* Extrait à lire
※ ※ ※
Des intellectuels africains signent - «Le manifeste pour la Côte d’Ivoire»

Nous, intellectuels africains «non-alignés» et «non aliénés», ou «vrais amis» de l’Afrique, Mère de l’Humanité et de la Civilisation, soussignés, tenons à interpeller la communauté internationale, en particulier les gouvernements de la France, des Etats-Unis, le Conseil de sécurité de l’Onu, l’Union européenne, l’Union africaine, la Cedeao, l’Uemoa, au sujet de la crise post-électorale ivoirienne actuelle. Au nom des exigences de la rigueur et de l’honnêteté intellectuelle, de la justice et du droit, de la démocratie et de la paix, de la dignité de l’Afrique et des Africains, dont nous tenons à être des défenseurs, contrairement à beaucoup d’acteurs de cette crise préoccupés par des intérêts géopolitiques, des complexes de domination inavouables, et de préjugés anthropologiques, nous leur disons:

1) Nous ne trouvons «aucune base juridique recevable» à aucune des prises de position, de décisions, des sanctions et des menaces de la «Communauté internationale» autoproclamée depuis le début de cette crise et nous les mettons au défi d’exposer une justification juridique qui ne soit pas une offense au droit international et une atteinte à la dignité de l’Afrique. Nous estimons notamment qu’aucun texte juridique ne fonde la «Communauté internationale» à considérer les « résultats provisoires » proclamés par la «Commission électorale indépendante» ivoirienne comme les «résultats définitifs», à proclamer en lieu et place de la Cour constitutionnelle ivoirienne, à considérer un des candidats comme «le président élu» ou «le président légitime», à lui conférer des droits et des pouvoirs sur le plan international. Nous affirmons que conformément au droit, seules la Constitution et la Cour constitutionnelle ivoiriennes sont habilitées à exercer ou conférer de tels droits et pouvoirs.
※ ※ ※
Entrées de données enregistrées
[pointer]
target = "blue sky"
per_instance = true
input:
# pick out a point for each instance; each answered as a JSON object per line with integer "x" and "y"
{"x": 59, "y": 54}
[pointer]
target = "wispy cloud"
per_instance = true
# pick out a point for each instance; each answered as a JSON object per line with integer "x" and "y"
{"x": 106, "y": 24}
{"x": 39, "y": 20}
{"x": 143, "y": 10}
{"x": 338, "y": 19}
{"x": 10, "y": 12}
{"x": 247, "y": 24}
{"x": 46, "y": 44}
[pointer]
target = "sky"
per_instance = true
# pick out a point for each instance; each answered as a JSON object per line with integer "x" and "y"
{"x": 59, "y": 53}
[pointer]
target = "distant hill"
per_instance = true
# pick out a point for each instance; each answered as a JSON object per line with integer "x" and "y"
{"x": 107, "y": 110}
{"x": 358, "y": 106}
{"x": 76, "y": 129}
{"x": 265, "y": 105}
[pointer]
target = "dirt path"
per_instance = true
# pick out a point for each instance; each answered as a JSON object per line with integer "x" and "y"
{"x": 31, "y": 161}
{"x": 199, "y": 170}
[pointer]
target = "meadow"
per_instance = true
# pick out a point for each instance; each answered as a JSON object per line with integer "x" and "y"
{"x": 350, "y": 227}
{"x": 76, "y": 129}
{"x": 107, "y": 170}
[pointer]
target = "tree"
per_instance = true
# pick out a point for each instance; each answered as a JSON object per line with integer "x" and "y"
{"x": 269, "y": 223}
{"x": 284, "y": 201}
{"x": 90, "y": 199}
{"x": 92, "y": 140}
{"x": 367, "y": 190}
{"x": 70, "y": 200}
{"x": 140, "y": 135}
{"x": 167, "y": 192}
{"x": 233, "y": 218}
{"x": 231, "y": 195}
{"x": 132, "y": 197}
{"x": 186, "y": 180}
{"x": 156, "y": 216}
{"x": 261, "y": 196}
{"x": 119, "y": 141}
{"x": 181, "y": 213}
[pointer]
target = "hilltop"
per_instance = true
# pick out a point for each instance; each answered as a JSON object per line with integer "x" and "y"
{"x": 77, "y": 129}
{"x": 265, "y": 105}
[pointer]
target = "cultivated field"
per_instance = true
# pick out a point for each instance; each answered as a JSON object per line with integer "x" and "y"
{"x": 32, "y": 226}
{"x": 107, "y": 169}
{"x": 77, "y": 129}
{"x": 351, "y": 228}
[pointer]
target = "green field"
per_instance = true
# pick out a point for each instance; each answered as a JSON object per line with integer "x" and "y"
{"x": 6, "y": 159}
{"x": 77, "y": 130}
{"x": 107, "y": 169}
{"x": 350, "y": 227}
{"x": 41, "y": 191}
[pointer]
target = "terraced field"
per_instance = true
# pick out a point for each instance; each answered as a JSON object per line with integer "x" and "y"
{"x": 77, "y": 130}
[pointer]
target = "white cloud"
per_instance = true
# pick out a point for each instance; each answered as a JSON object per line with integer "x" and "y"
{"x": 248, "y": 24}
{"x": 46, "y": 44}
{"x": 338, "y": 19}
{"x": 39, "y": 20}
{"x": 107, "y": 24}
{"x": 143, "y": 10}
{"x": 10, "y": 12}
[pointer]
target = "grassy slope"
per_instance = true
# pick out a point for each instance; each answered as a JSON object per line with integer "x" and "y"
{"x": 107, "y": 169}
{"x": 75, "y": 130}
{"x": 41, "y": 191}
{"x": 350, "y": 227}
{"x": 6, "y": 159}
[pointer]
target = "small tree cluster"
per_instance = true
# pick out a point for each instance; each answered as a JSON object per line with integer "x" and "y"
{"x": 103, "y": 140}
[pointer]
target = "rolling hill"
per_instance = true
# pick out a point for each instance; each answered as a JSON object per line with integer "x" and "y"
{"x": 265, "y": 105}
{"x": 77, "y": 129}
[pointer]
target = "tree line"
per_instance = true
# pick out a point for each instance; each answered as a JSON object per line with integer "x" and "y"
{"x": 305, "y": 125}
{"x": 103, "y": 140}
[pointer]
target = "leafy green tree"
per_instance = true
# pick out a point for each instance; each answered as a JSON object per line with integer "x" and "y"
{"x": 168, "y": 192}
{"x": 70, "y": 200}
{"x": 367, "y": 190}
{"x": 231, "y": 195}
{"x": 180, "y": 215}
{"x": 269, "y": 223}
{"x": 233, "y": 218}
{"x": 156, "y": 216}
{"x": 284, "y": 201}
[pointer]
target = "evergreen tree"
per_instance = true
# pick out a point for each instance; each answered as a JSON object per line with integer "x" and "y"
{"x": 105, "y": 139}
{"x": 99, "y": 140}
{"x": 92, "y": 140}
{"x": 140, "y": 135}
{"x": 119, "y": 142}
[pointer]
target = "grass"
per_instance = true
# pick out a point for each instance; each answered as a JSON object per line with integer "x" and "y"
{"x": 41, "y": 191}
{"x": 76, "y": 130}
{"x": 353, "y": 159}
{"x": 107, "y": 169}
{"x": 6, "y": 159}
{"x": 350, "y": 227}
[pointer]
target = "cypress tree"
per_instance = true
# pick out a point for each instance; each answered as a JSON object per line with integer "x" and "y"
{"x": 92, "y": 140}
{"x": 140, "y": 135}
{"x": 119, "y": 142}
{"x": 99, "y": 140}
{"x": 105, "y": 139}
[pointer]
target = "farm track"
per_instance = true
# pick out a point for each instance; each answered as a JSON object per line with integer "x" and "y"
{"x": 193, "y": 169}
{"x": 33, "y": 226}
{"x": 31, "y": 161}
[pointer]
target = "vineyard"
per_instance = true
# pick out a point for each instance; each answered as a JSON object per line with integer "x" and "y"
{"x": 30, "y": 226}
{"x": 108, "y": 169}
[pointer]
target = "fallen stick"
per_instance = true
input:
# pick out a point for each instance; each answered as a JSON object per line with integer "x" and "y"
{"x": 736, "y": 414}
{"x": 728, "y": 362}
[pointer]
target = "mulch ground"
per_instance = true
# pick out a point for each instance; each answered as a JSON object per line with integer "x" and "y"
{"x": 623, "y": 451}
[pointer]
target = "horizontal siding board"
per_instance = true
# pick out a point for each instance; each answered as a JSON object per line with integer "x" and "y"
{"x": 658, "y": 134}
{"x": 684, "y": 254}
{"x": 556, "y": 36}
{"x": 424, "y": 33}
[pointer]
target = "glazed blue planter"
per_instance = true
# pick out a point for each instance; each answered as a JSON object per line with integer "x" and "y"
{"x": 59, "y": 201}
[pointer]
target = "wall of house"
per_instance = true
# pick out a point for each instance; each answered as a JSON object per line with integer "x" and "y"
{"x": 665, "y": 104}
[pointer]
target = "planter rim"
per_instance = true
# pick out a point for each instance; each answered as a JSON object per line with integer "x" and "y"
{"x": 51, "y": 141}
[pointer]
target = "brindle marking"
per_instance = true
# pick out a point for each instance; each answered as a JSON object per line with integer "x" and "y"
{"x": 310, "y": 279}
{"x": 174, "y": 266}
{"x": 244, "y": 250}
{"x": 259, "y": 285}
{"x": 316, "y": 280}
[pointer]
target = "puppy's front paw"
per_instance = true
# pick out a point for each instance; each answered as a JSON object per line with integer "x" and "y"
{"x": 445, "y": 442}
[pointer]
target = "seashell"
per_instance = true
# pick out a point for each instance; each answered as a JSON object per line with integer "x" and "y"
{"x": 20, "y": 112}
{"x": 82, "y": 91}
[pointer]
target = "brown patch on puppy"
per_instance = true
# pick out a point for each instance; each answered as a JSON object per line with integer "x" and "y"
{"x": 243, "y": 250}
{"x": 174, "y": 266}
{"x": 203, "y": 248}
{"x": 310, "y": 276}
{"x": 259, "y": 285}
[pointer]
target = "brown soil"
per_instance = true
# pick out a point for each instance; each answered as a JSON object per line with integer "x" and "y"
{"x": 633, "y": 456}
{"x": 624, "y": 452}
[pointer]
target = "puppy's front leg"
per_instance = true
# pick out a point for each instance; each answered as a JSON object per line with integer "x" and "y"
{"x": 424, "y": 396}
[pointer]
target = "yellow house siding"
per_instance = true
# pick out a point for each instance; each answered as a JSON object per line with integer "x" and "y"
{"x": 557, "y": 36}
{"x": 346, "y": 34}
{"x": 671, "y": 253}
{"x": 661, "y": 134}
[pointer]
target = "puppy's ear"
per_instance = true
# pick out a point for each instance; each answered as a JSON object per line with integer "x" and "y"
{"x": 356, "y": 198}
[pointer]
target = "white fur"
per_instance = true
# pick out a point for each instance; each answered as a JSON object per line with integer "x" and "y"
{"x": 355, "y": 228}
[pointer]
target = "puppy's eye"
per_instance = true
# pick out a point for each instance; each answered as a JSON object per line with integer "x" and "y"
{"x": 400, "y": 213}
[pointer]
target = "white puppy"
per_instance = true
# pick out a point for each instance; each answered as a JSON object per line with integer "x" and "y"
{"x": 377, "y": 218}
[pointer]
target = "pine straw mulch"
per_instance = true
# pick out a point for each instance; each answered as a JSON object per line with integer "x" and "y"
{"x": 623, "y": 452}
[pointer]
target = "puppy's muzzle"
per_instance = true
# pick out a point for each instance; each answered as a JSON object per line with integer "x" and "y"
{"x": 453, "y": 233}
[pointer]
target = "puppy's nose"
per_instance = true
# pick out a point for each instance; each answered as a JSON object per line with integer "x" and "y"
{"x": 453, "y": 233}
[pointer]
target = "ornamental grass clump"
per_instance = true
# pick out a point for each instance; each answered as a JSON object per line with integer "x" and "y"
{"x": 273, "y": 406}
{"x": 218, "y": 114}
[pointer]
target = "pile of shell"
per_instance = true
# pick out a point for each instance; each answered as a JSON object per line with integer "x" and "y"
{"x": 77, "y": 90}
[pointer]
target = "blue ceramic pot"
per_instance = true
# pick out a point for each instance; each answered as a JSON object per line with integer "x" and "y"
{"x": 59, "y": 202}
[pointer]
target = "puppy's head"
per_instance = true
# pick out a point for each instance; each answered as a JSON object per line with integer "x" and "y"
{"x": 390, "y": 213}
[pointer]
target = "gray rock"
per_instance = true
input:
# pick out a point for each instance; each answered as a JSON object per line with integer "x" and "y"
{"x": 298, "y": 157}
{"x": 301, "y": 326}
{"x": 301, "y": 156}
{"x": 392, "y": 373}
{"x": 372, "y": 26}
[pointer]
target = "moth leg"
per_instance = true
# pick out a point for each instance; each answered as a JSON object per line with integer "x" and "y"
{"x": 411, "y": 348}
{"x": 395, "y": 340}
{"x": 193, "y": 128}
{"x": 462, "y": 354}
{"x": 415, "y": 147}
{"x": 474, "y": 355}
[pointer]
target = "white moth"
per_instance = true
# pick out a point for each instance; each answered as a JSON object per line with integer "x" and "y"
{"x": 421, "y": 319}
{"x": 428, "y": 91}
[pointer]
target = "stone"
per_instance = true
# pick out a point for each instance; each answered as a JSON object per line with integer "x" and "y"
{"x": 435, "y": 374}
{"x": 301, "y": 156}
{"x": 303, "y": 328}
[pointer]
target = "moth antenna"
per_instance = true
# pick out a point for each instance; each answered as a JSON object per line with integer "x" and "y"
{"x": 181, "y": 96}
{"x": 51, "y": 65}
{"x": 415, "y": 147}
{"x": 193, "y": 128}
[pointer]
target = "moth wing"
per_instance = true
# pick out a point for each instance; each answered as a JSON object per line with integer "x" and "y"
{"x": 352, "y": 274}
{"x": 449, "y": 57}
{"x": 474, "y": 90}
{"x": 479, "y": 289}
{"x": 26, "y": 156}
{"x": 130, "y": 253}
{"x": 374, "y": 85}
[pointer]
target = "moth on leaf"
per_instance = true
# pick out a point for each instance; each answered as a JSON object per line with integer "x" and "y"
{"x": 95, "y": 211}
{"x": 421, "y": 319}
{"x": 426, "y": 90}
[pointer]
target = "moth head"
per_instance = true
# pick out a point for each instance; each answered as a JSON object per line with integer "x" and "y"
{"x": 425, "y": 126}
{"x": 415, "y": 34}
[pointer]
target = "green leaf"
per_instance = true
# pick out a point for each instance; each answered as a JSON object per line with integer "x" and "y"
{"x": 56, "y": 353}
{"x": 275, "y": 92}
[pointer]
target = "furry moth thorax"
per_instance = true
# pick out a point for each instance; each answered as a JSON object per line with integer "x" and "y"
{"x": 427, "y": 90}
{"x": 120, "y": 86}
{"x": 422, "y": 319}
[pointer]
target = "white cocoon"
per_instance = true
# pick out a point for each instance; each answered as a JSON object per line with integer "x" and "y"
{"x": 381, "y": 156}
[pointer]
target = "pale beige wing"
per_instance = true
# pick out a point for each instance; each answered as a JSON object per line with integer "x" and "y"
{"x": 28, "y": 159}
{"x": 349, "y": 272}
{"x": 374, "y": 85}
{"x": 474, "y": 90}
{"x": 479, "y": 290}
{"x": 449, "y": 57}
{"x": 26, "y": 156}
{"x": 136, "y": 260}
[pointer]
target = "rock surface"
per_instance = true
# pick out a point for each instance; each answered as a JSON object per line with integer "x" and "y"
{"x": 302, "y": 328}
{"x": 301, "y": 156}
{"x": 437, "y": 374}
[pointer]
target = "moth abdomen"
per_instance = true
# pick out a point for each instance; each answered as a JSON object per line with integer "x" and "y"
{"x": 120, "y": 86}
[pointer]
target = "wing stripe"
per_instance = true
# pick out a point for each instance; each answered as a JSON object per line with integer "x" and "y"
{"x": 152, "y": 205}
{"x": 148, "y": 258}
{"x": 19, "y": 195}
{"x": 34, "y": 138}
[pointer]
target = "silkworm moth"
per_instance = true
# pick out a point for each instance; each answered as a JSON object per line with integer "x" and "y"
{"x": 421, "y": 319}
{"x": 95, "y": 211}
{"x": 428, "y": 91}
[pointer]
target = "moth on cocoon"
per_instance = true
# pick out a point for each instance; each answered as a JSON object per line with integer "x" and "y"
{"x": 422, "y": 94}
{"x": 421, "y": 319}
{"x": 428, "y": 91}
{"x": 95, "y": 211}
※ ※ ※
* Actions requises
1. Dans le manifeste, relevez tous les destinataires que les signataires nomment après « en particulier », s'il vous plaît.
2. Prolongez le manifeste à partir de sa dernière phrase, dans le même ton et selon la même numérotation.

* Réponses aux consignes
1.
- le gouvernement de la France
- le gouvernement des Etats-Unis
- le Conseil de sécurité de l'Onu
- l'Union européenne
- l'Union africaine
- la Cedeao
- l'Uemoa

2.
2) Nous estimons que ce «déni du droit» et cet «abus de pouvoir» de la «communauté internationale» au nom de l’arbitraire et de «la raison du plus fort» ouvrent la porte à des dérives plus graves créant une «injustice internationale» et un «désordre international», mettant en danger l’équilibre et l’avenir de la paix dans le concert des Nations, créant des précédents dangereux à des actes autoritaires et impérialistes des futures «hyper puissances mondiales» dont risque d’être victimes un jour les puissances mondiales actuelles usant de cet «abus du pouvoir». C’est la raison principale de notre présent «combat de la raison contre la raison du plus fort».

3) Compte tenu de la structure «partisane» et de «coalition» contre le pouvoir sortant de la Commission Electorale «prétendument» Indépendante, comportant 6 représentants de la rébellion armée et 12 représentants de la coalition politique contre le pouvoir sortant contre 2 seulement pour ce pouvoir sur un total de 20 représentants de partis politiques et groupes armés, sans compter les 11 représentants des corps constitués, le «dogme de l’infaillibilité» de cette commission dans sa proclamation non consensuelle comme le prévoit le code électoral des «résultats provisoires» et non «définitifs» dans les locaux du quartier général de campagne d’un des candidats, en violation des règles établies, et sur lequel s’appuie la «communauté internationale», nous paraît plus que suspect et témoigne d’une «anesthésie partielle et sélective» de l’esprit critique que la même communauté prétend appliquer avec toute sa rigueur à la Cour constitutionnelle ivoirienne.

4) Compte tenu des graves accusations de complicité de fraudes massives portées contre l’Onu par son représentant spécial adjoint en Afghanistan, Monsieur Peter Galbraith, en octobre 2009 suite au premier tour le 20 août 2009 de la dernière élection présidentielle afghane, compte tenu du refus de désarmement et de cantonnement des rebelles ivoiriens par les Forces de l’Onu en Côte d’Ivoire contrairement aux engagements formels de l’Onu de soutien à l’Accord de Ouagadougou de 2007, et compte tenu de la protection assurée par ces forces à l'un des candidats du second tour de la dernière élection présidentielle ivoirienne, bien avant la proclamation des résultats provisoires de ce second tour par la Commission électorale indépendante, nous estimons honnêtement que la «certification» de ces résultats provisoires par l’Onu ne saurait bénéficier du «dogme de l’infaillibilité», pas plus en Côte d’Ivoire qu’en Afghanistan.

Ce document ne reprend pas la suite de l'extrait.